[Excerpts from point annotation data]

•••••

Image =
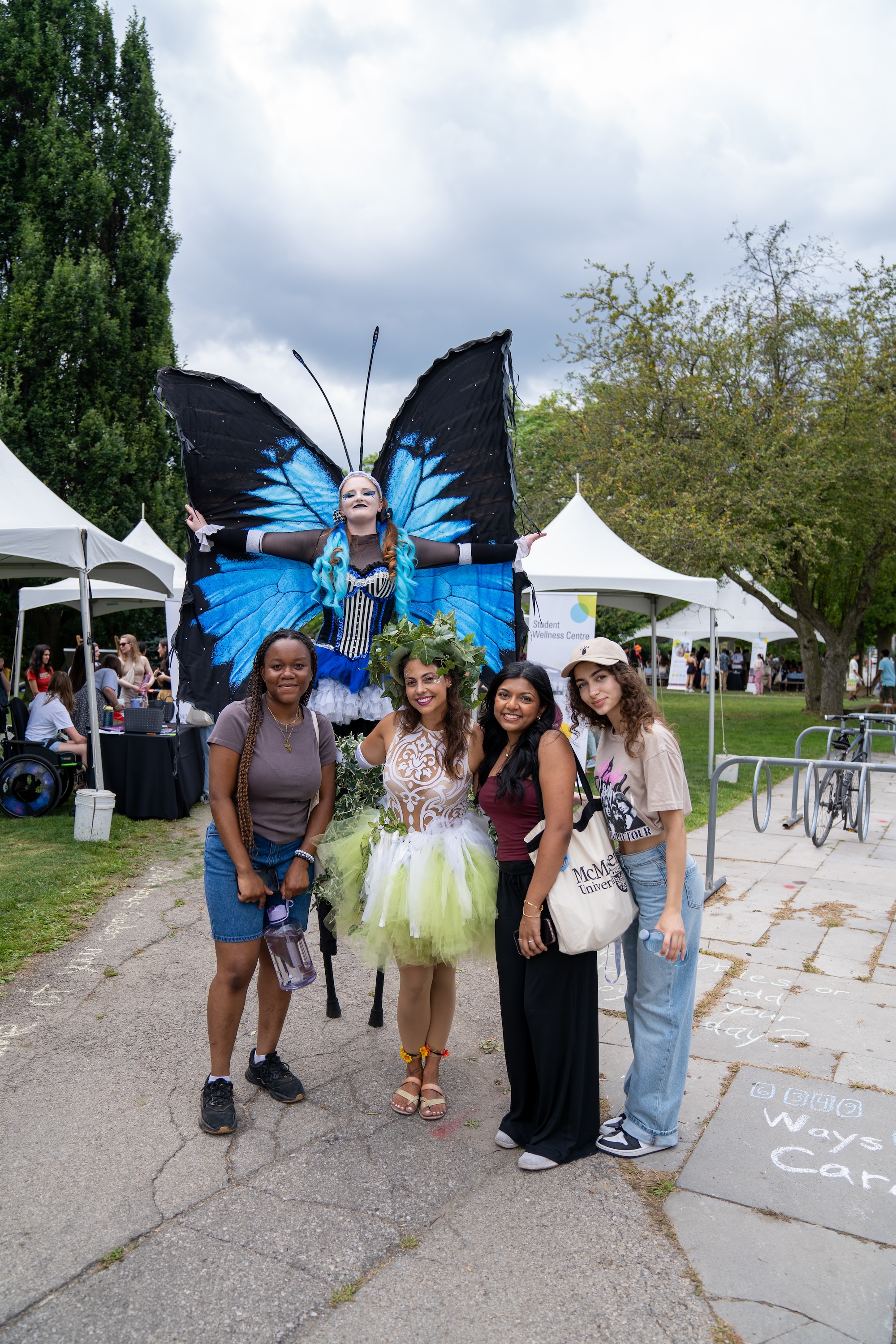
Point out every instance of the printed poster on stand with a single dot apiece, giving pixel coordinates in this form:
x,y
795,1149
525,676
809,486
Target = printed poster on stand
x,y
558,623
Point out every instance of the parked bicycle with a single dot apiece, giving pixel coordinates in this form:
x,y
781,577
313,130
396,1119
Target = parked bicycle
x,y
843,795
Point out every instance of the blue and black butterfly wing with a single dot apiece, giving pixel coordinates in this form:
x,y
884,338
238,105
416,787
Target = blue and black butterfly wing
x,y
447,470
246,465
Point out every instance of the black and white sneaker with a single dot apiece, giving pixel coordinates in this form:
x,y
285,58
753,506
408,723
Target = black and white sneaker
x,y
217,1113
275,1077
612,1127
624,1146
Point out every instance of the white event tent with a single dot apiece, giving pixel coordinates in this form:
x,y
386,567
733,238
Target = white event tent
x,y
739,616
581,554
41,537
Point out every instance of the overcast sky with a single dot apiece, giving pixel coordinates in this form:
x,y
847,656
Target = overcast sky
x,y
445,168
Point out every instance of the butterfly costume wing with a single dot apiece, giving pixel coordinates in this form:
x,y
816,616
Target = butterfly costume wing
x,y
246,465
447,471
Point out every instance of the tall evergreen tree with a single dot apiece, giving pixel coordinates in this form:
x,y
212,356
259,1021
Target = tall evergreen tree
x,y
86,245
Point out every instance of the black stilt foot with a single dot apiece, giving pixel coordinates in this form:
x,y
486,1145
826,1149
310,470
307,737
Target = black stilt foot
x,y
377,1011
332,1002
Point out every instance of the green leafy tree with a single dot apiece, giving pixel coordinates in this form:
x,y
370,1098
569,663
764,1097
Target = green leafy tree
x,y
86,246
751,435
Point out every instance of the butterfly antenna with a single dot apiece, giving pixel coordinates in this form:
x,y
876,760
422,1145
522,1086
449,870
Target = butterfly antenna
x,y
377,336
331,409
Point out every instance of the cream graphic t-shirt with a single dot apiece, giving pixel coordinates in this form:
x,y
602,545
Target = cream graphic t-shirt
x,y
636,789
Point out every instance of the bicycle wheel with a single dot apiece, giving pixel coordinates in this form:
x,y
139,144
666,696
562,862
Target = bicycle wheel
x,y
828,807
29,788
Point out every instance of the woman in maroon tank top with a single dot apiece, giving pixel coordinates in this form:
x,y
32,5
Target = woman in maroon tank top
x,y
548,1000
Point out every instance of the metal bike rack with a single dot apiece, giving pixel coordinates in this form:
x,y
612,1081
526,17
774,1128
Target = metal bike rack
x,y
766,764
870,733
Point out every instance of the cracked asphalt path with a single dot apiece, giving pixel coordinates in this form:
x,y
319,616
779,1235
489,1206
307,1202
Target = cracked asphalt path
x,y
248,1238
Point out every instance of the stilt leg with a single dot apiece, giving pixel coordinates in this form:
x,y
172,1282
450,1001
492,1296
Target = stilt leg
x,y
328,949
377,1011
332,1002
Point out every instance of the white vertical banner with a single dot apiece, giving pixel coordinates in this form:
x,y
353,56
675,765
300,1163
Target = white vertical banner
x,y
558,623
679,664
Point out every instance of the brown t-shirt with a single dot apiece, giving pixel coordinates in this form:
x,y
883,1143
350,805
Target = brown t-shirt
x,y
280,783
636,789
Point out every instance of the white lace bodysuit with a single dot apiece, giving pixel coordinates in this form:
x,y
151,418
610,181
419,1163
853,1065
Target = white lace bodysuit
x,y
418,787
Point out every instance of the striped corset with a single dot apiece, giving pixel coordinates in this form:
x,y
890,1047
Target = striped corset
x,y
366,609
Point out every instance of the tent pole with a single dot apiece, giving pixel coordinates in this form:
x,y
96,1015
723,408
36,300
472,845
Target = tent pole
x,y
17,656
86,633
712,690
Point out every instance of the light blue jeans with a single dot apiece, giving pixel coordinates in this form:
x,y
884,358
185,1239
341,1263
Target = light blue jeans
x,y
659,1000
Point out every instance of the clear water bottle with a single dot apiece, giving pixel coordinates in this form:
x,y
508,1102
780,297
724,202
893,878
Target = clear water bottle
x,y
652,940
287,944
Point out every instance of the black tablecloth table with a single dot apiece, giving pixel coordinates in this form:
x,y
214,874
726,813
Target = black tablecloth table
x,y
154,776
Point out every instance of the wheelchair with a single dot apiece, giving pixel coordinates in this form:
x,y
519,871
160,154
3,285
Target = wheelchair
x,y
34,780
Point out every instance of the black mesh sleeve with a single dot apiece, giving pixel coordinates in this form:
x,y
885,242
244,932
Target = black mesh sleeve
x,y
432,556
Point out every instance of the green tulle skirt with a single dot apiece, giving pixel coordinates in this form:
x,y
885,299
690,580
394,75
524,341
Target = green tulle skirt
x,y
424,897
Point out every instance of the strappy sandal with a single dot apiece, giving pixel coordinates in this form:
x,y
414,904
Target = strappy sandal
x,y
433,1101
412,1097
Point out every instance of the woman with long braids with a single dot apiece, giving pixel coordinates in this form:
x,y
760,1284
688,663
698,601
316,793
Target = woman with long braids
x,y
363,570
418,882
644,793
548,999
272,783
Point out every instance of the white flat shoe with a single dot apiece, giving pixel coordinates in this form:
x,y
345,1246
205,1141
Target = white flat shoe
x,y
532,1163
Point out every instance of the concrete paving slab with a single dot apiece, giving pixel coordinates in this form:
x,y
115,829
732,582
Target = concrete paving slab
x,y
836,1281
867,1072
759,1324
734,922
466,1284
805,1148
843,1014
798,939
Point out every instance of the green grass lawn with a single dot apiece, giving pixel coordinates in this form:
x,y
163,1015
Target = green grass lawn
x,y
52,883
766,725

•••••

[WORK TO DO]
Locate "Point out every instance of the black tablecloth" in the material, then quote the line that contains it and all lines after it through the final one.

[SOLUTION FOR THIS TASK]
Point out every instance of the black tablecloth table with a single dot apiece, giving pixel coordinates in this form:
x,y
214,874
726,813
Target = black tablecloth table
x,y
154,776
Point out every instance of the wheelchair with a single dot apiece, giving pixel coordinates in this form:
x,y
519,871
160,154
3,285
Target = wheelchair
x,y
34,780
Point out every instance of the black mesh sleeve with a single dot apiece, giving pixel coordinates in this form:
x,y
885,242
244,932
Target = black mesh sleeve
x,y
432,556
Point out every instance of the green tulle skirt with a single dot apiece, giving pixel coordinates in this form:
x,y
885,299
690,580
394,75
524,341
Target = green tulle skirt
x,y
424,897
Point out every instance of the strappy sandal with a single dot apiece, giving pixel coordinates in this form:
x,y
414,904
Target = strappy sandal
x,y
433,1101
412,1097
Point out every instance of the woman with long braids with a single dot apiece, giving pixel coordinates in this form:
x,y
760,1284
688,663
698,601
316,793
Target = woman with long braids
x,y
363,570
418,882
644,793
548,999
272,783
Point out every instance of the white flat shoe with a single dot apiece, giving pixel coordinates in this form:
x,y
345,1246
205,1141
Target = white flat shoe
x,y
532,1163
Point out every instance of the concrete paving slab with a single dot apiece, giving pixel coordinates in this form:
x,y
115,829
732,582
Target = concrete paving slab
x,y
836,1281
867,1072
759,1324
734,922
466,1284
805,1148
843,1014
798,939
Point out every instance of the green grass lawn with a single dot apiece, giving pixel coordinates in this form:
x,y
163,1015
Target = green grass lawn
x,y
52,883
766,725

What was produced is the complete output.